While Defendants have accurately stated the requirement under Illinois law, the Court finds that Plaintiff has provided a sufficient description. Robbie specifically alleges that SOA's practices were unfair and violated public policy because it failed to disclose that a product it was selling posed a safety hazard, and used its decision not to disclose this information to entice consumers to purchase the Class Vehicles at a higher price than they otherwise might have, unjustly enriching itself. (Zaback Complaint at ¶¶ 178-79). Robbie's ICFA unfair practices claim therefore survives dismissal.

6. Plaintiffs’ Restitution-Based UCL Claims

Defendants argue that the California Plaintiffs’ UCL claims must be dismissed to the extent they seek monetary relief and they may not seek restitution from SOA or SBR. They believe that the California Plaintiffs may only seek injunctive relief, not monetary relief or restitution. Furthermore, Defendants argue that such restitution is not available from the Defendants because third-party retailers are the entities who received money for the repairs at issue in this case, and restitution is only available in situations where the defendant directly took property from the plaintiff.

□ □ □ □

#### [Given problem 1]
What are all the all-capital abbreviations that appear in the court excerpt?
#### [Given problem 2]
According to the court excerpt, who do Defendants say received money for the repairs at issue?
#### [Given problem 3]
Retype the court excerpt from "6. Plaintiffs’ Restitution-Based" up to and including "from the plaintiff.".

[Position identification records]

□ □ □ □

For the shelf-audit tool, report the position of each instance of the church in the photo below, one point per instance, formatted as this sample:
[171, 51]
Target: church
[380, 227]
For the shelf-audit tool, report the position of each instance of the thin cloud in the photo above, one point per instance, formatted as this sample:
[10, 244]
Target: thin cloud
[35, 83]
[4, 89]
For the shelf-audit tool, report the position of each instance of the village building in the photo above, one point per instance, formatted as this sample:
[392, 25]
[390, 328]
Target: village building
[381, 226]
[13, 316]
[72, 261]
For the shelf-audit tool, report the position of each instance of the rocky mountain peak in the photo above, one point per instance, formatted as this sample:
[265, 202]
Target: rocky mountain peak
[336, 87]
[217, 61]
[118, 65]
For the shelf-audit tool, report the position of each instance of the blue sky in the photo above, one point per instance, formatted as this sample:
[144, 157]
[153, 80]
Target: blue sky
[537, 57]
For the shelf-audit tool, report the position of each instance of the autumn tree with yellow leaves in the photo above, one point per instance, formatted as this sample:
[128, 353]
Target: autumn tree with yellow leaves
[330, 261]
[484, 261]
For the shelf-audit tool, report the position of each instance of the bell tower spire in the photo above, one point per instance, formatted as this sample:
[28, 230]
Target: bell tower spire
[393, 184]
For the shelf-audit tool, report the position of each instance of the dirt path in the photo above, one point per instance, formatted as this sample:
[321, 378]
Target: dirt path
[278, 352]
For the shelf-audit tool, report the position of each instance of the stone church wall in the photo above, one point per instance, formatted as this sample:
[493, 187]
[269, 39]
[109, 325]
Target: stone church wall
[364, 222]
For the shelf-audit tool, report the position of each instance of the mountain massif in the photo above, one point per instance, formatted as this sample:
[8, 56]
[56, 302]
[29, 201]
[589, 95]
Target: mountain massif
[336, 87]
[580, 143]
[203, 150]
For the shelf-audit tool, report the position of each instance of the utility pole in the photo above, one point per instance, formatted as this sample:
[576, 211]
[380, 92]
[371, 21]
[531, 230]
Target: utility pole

□ □ □ □

#### [Expected answer 1]
SOA, ICFA, UCL, SBR

#### [Expected answer 2]
Third-party retailers.

#### [Expected answer 3]
6. Plaintiffs’ Restitution-Based UCL Claims

Defendants argue that the California Plaintiffs’ UCL claims must be dismissed to the extent they seek monetary relief and they may not seek restitution from SOA or SBR. They believe that the California Plaintiffs may only seek injunctive relief, not monetary relief or restitution. Furthermore, Defendants argue that such restitution is not available from the Defendants because third-party retailers are the entities who received money for the repairs at issue in this case, and restitution is only available in situations where the defendant directly took property from the plaintiff.